Exercise directions: Quote the lines from the line holding "outline: mask ear loop" to the very end of the listing, exactly, and no others.

── The records ──

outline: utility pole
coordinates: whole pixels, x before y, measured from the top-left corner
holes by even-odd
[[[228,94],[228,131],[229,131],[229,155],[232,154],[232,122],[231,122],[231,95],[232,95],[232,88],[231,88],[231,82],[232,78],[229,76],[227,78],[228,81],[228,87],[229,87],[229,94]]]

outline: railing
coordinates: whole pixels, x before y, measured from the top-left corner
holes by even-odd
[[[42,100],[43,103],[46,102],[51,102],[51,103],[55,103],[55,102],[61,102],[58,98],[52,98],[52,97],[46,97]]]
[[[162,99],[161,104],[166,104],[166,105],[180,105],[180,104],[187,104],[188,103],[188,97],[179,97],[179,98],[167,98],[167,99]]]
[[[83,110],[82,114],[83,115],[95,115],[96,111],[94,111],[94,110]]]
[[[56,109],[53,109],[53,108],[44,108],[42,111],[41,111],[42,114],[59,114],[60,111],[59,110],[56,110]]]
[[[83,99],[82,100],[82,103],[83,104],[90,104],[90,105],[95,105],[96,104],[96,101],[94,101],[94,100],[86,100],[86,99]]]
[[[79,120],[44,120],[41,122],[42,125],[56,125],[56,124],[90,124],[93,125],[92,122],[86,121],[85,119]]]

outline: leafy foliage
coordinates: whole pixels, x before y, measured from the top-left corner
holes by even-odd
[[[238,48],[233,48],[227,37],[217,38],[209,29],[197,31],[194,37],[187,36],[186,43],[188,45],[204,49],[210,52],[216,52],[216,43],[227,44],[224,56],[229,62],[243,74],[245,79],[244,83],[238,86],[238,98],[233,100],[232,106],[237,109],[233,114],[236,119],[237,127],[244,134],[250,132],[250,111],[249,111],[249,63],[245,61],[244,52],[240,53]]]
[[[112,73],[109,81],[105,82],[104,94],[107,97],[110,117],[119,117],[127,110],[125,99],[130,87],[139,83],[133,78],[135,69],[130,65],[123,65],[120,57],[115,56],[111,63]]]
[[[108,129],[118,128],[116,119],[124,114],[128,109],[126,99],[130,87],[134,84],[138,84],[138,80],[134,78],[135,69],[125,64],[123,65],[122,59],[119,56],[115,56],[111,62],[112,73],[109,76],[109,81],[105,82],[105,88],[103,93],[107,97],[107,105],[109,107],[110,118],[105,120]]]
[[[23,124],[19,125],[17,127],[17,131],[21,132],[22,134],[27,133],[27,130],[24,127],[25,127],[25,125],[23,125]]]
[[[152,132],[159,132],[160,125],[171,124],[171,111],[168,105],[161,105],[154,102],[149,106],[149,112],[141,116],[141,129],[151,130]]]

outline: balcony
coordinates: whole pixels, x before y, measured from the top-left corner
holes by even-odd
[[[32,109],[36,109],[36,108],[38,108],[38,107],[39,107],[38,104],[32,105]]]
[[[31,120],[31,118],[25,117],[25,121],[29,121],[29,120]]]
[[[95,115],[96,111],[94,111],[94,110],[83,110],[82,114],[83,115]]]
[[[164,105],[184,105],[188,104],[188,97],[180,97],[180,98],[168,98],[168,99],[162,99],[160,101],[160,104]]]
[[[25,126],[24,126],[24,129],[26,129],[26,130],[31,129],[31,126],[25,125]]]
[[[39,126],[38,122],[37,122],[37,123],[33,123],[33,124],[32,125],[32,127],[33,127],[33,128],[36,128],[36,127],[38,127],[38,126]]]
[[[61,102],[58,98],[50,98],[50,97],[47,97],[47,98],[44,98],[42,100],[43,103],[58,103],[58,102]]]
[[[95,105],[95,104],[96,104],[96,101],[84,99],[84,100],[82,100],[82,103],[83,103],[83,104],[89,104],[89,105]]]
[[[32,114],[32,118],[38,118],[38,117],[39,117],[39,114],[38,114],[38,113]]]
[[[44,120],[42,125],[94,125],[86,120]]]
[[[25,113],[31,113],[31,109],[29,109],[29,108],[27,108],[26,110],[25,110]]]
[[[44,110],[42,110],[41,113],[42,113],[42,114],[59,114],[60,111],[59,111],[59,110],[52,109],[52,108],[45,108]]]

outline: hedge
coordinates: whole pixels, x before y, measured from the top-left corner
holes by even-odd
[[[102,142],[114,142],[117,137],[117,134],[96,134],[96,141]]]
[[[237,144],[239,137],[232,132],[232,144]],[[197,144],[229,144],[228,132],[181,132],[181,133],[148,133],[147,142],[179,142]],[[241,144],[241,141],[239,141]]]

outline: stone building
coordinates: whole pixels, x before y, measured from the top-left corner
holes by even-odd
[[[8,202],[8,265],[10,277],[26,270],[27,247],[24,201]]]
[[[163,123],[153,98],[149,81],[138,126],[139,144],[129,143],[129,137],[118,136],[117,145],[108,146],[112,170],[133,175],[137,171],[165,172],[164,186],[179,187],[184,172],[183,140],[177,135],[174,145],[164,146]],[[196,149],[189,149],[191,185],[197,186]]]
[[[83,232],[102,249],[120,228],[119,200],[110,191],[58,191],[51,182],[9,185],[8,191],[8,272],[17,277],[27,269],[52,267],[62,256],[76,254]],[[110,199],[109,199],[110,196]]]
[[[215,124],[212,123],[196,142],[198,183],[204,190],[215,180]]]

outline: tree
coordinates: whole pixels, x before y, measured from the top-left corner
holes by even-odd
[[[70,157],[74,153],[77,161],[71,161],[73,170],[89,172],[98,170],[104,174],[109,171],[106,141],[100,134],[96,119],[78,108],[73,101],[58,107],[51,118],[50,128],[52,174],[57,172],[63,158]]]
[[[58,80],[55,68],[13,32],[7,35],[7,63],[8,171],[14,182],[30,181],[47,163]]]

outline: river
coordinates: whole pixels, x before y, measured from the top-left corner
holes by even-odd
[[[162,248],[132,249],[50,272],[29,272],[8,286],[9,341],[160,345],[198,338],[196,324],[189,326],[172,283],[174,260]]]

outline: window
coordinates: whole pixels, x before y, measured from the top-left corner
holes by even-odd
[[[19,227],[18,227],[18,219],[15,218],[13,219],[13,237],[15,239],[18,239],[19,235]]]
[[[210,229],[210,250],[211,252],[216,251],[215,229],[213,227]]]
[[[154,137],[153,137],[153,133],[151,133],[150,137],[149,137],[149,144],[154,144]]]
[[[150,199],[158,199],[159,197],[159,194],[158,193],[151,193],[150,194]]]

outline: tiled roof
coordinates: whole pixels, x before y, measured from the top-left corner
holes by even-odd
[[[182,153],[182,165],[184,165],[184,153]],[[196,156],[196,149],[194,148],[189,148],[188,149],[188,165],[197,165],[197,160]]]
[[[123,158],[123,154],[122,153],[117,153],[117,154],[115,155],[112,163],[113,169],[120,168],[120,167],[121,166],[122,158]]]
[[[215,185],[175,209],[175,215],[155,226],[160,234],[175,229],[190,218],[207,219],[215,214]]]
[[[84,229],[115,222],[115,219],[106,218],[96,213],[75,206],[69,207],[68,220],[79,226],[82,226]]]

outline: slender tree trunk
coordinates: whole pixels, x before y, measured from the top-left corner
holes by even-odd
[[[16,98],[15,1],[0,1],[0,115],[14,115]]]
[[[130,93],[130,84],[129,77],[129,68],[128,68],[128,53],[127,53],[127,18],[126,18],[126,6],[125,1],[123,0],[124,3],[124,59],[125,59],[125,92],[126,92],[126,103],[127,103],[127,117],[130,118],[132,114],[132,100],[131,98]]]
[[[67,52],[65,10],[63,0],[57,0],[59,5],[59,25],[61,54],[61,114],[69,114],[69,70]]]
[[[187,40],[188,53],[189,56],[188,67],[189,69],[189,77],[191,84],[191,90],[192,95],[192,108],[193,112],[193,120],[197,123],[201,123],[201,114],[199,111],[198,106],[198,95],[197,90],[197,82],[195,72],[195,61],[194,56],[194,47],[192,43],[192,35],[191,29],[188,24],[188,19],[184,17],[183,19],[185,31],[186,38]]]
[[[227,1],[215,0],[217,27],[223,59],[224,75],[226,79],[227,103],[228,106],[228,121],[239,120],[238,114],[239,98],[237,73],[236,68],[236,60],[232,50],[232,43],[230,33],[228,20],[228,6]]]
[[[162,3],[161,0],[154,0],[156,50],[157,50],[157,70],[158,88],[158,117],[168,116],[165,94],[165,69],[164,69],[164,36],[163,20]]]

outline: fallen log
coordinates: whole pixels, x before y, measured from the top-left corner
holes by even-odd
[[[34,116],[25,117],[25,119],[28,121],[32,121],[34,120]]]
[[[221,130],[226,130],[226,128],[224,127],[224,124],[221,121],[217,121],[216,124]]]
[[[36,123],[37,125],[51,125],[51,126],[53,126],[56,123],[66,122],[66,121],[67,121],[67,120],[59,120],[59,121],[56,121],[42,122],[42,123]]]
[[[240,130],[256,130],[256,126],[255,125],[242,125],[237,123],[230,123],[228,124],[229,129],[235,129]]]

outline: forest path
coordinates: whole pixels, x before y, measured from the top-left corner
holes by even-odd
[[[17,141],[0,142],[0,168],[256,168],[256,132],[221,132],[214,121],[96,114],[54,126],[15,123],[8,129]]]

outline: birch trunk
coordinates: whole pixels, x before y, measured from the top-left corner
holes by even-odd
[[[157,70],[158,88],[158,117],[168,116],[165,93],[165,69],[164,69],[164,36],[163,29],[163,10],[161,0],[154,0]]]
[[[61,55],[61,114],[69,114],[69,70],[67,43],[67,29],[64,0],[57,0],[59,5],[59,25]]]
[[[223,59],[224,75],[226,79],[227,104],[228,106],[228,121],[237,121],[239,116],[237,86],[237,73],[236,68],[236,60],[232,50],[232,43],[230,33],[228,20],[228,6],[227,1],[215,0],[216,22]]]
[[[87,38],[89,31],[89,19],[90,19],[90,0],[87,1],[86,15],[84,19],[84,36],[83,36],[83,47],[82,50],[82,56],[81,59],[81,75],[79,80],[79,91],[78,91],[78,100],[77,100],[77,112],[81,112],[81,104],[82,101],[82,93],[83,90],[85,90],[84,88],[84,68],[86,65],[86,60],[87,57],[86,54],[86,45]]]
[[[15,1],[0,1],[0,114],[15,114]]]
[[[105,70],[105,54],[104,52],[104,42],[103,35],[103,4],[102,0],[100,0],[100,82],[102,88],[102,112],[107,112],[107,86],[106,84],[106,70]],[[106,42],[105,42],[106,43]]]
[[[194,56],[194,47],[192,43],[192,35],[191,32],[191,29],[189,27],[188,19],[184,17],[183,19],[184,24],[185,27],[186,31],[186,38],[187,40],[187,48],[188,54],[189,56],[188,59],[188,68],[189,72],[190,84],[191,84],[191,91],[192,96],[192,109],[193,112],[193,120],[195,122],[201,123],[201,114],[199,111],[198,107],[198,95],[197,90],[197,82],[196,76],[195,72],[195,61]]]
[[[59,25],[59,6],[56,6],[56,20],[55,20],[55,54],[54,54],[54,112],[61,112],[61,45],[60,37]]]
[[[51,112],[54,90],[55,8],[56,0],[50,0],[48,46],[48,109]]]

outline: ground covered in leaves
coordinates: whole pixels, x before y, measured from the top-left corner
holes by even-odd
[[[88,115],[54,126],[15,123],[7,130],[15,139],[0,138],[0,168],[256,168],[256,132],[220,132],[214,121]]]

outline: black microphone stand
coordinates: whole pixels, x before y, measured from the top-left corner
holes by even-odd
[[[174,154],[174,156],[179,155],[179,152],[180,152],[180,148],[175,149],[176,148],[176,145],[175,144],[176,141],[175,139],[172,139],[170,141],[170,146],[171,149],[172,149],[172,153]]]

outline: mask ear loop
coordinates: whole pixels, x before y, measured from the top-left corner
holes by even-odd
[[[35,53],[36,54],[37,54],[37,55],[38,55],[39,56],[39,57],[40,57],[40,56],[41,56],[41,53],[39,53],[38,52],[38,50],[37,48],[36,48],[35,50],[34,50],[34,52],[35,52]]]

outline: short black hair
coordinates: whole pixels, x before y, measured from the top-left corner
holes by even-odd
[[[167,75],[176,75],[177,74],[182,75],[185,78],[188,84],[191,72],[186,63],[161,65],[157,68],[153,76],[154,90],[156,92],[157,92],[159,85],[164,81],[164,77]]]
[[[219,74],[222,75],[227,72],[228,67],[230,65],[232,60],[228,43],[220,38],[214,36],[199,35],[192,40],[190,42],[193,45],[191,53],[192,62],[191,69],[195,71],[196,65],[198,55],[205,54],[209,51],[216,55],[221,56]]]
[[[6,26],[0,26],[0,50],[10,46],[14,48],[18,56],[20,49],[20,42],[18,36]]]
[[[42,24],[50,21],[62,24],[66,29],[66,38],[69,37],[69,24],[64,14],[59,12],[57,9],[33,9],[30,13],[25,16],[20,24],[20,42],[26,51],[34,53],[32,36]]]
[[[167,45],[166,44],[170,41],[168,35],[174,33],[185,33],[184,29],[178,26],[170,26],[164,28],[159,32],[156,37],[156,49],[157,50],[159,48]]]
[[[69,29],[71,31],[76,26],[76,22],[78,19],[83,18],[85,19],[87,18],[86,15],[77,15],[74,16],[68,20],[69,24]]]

───

Solution for this task:
outline: mask ear loop
coordinates: whole pixels, x before y, measured from the top-left corner
holes by even-odd
[[[35,53],[36,54],[37,54],[37,55],[38,55],[39,56],[39,57],[40,57],[40,56],[41,56],[41,53],[39,53],[38,52],[38,50],[37,48],[36,48],[35,50],[34,50],[34,52],[35,52]]]

outline: short black hair
coordinates: whole pixels, x before y, measured from the top-left corner
holes by even-odd
[[[167,75],[176,75],[177,74],[182,75],[185,78],[188,84],[191,72],[186,63],[161,65],[157,68],[153,76],[154,90],[156,92],[157,92],[159,85],[164,81],[164,77]]]
[[[219,74],[222,75],[227,72],[228,67],[230,65],[232,60],[228,43],[220,38],[214,36],[199,35],[192,40],[190,42],[193,45],[191,53],[192,62],[191,69],[195,71],[196,65],[198,55],[205,54],[209,51],[216,55],[221,56]]]
[[[6,26],[0,26],[0,50],[10,46],[14,48],[18,56],[20,49],[20,42],[18,36]]]
[[[42,24],[50,21],[62,24],[66,29],[66,38],[69,37],[69,24],[64,14],[59,12],[57,9],[33,9],[30,13],[25,16],[20,24],[20,42],[26,51],[34,53],[32,36]]]
[[[167,45],[166,44],[170,41],[168,35],[174,33],[185,33],[184,29],[178,26],[170,26],[164,28],[159,32],[156,37],[156,49],[157,50],[159,48]]]
[[[69,29],[71,31],[76,26],[76,22],[78,19],[83,18],[85,19],[87,18],[86,15],[77,15],[74,16],[68,20],[69,24]]]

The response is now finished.